## READING TEXT
• • •

The amount of cereal and legume crop residue produced in the world annually is in the billions of tons.
A 2007 study by the United States Department of Energy estimated one billion tons of woody and agriculture biomass, as well as municipality solid waste, is produced annually in the United States. Attempts are underway to use the biomass for heat and power generation or as a biofuel.
While there have been no formal studies done in Canada, Ebadian said about 120 million tons of biomass is produced annually including forest, agriculture and municipal solid waste.
Most farmers use lignocellulosic residues, such as wheat straw as a fertilizer source or for animal bedding and feed. However in a few places it is burned as a means to control insects and weeds, reducing the heavy residue load and returning nutrients to the soil.
He said burning crop residue may be easy, but has no economic value.
However, because farmland is so widespread, developing a distribution system for the biomass presents a logistics challenge.
“How can we develop a supply chain network that we can collect all of this biomass from, let’s say a 200-kilometre radius from 100 farms and bring them into a central location and then improve the quality of that biomass so we can sell it for domestic markets, even for international markets?” he said.
Canada exports about three million tons of wood pellets to Europe and Japan, which is a marketing model researchers are using with agricultural biomass. Produced pellets will be integrated into the existing wood pellet and grain supply chains to minimize logistics costs.
“Our goal is to use the same approach for woody biomass and agriculture biomass, but improving the quality and reducing the cost of logistics, so we can make those underutilized biomass in Alberta, Saskatchewan and Manitoba, so farmers can have a new source of income,” Ebadian said.
Farmers can sell the crop residue to an end user, or they might invest in the necessary machinery and make pellets themselves, he said.
A custom service might also involve bailing the residue and producing pellets, which are then sold to an end user.
Capital investments could include collecting biomass independently using private equipment or hiring a custom harvest company. Another option is to buy a pellet machine.
Ebadian said capital investment in biomass pellet supply chains can be reduced by using the existing infrastructure in the established grain supply chains in Canada
“Pellets have similar physical properties as grain, so you can use the same grain cars, trucks and bins for storage. Farmers do not need to invest in new infrastructure. We are trying to piggyback on the existing grain supply chain.

• • •

## EXERCISES TO COMPLETE
1) Write down the part of the crop residue text between "While there have" and "to the soil.", inclusive.
2) For each statement, say yes or no to whether it agrees with the crop residue text, and quote the words that decide it. (a) The 2007 United States Department of Energy study estimated that one billion tons of biomass is produced each year in the United States. (b) Formal studies in Canada have measured about 120 million tons of biomass produced each year. (c) Farmers would have to invest in new storage infrastructure to handle pellets.
3) Extend the crop residue text by writing what comes after its last sentence.

• • •

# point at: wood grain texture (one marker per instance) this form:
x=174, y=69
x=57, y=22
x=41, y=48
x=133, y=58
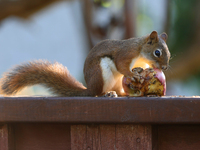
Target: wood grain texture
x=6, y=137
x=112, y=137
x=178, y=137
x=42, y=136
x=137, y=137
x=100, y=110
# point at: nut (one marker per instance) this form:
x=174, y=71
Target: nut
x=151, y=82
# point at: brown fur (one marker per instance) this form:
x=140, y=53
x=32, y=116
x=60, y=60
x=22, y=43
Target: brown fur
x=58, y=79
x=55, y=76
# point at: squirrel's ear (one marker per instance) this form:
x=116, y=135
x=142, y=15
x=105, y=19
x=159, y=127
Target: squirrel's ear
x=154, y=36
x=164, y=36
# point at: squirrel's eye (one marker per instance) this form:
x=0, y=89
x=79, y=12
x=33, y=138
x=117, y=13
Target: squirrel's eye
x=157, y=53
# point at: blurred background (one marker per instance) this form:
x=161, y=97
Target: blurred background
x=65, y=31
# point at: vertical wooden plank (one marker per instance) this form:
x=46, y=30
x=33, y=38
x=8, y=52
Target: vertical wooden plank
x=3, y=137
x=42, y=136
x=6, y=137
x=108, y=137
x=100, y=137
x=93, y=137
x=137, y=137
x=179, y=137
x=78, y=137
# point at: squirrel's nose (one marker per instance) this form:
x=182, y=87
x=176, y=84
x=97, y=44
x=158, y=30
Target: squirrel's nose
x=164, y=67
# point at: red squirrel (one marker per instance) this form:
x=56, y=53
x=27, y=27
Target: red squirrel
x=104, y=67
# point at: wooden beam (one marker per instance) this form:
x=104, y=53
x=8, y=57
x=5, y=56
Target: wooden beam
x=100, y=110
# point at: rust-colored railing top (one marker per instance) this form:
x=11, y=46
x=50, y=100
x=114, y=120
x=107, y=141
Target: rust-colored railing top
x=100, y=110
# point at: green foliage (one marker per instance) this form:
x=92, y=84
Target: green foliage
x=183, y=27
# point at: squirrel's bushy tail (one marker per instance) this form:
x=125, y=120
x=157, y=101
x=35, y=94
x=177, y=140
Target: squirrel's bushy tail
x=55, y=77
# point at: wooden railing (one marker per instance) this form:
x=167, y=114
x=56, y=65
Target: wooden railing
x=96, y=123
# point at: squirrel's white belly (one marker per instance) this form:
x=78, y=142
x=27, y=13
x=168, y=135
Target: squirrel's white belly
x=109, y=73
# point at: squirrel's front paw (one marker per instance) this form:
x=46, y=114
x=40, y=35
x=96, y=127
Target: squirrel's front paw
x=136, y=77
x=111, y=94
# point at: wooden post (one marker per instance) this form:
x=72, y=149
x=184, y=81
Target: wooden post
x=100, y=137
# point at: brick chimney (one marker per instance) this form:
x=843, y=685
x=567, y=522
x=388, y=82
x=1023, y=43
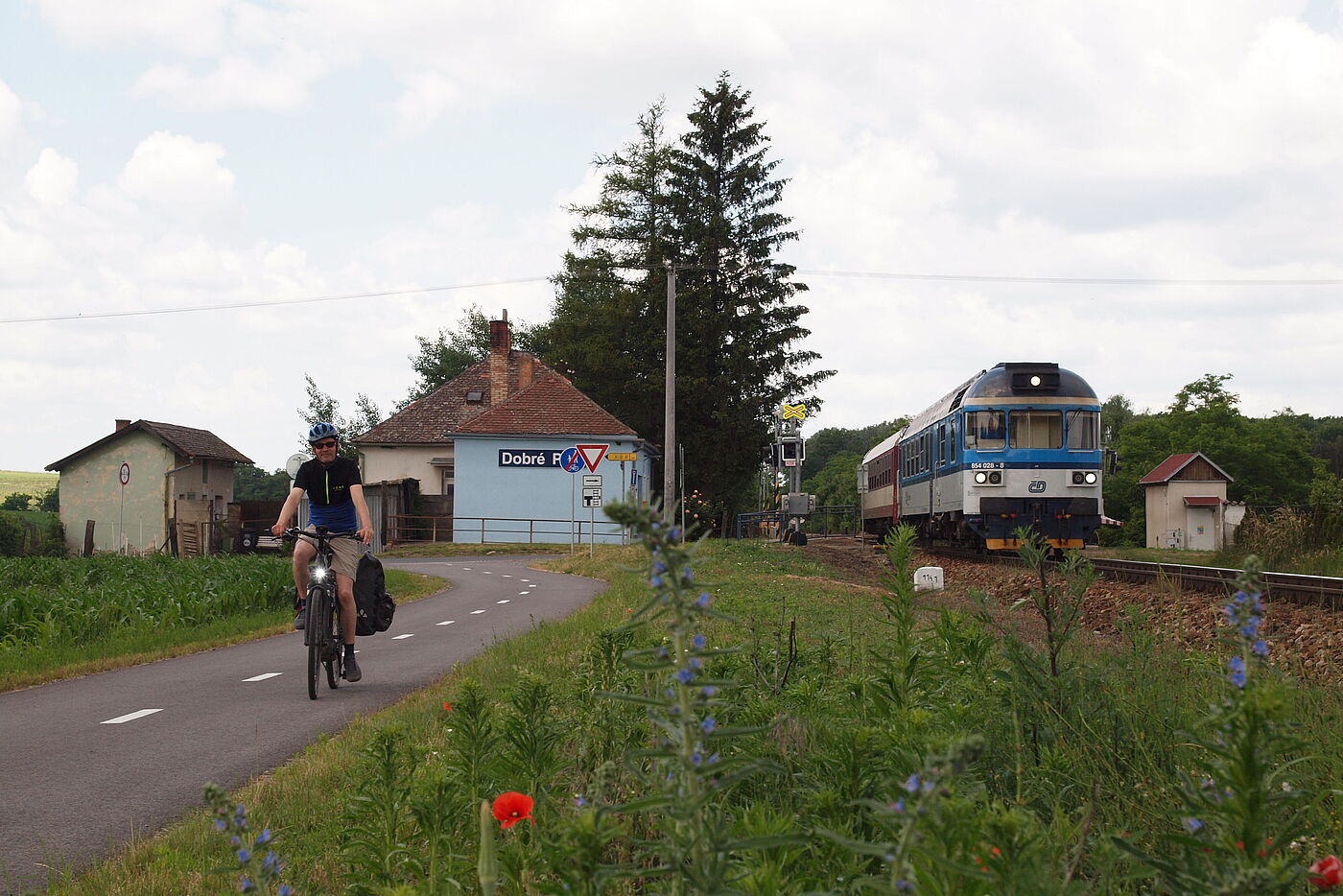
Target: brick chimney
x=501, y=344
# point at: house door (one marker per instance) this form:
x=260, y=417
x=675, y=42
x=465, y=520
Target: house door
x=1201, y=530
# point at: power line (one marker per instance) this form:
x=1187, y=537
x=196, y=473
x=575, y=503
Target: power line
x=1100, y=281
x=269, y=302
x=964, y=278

• • •

## SET OF ANSWERS
1)
While there have been no formal studies done in Canada, Ebadian said about 120 million tons of biomass is produced annually including forest, agriculture and municipal solid waste.
Most farmers use lignocellulosic residues, such as wheat straw as a fertilizer source or for animal bedding and feed. However in a few places it is burned as a means to control insects and weeds, reducing the heavy residue load and returning nutrients to the soil.

2)
(a) Yes: "A 2007 study by the United States Department of Energy estimated one billion tons of woody and agriculture biomass, as well as municipality solid waste, is produced annually in the United States."
(b) No: "While there have been no formal studies done in Canada"
(c) No: "Farmers do not need to invest in new infrastructure."

3)
“So there are different business models depending on the cost, amount of biomass available in the region, location and cost of energy. We are trying to figure out what are those sweet spots for producing pellets from wheat straw, for example, and then find a market for it.”
Woody biomass is considered higher quality with a lower natural ash content compared to agriculture biomass, which uses fertilizer to grow grain.
“Some of that nitrogen potassium or sulphur ends up in the residue and that’s why the quality is lower,” he said.
However, it’s not that significant where heating of woody biomass is about 18-19 gigajoules per dry ton compared to about 17 gigajoules per ton for wheat straw dry pellets.
“It’s definitely not a big difference, but ash content could be a challenge. So your boiler technology should be customized to be used for agriculture biomass because you have to remove the ash more frequently than (for) woody biomass,” he said.
Considering environmental and economic problems, Ebadian said making biomass pellets from crop residue is a good clean energy source, and it adds value to farmers’ crops and uses byproducts that would otherwise be wasted.
“These types of regulations like carbon tax and clean fuel standard — if you use wheat straw that has a low greenhouse gas emission profile — there might be a better business opportunity for using agriculture biomass for energy application,” he said.
“And that’s part of our research to show that if you have a carbon tax at, let’s say $30 per ton of CO2, does it make sense to use wheat straw as a source of heat and power for farmers? So that would be the type of question we are trying to answer.”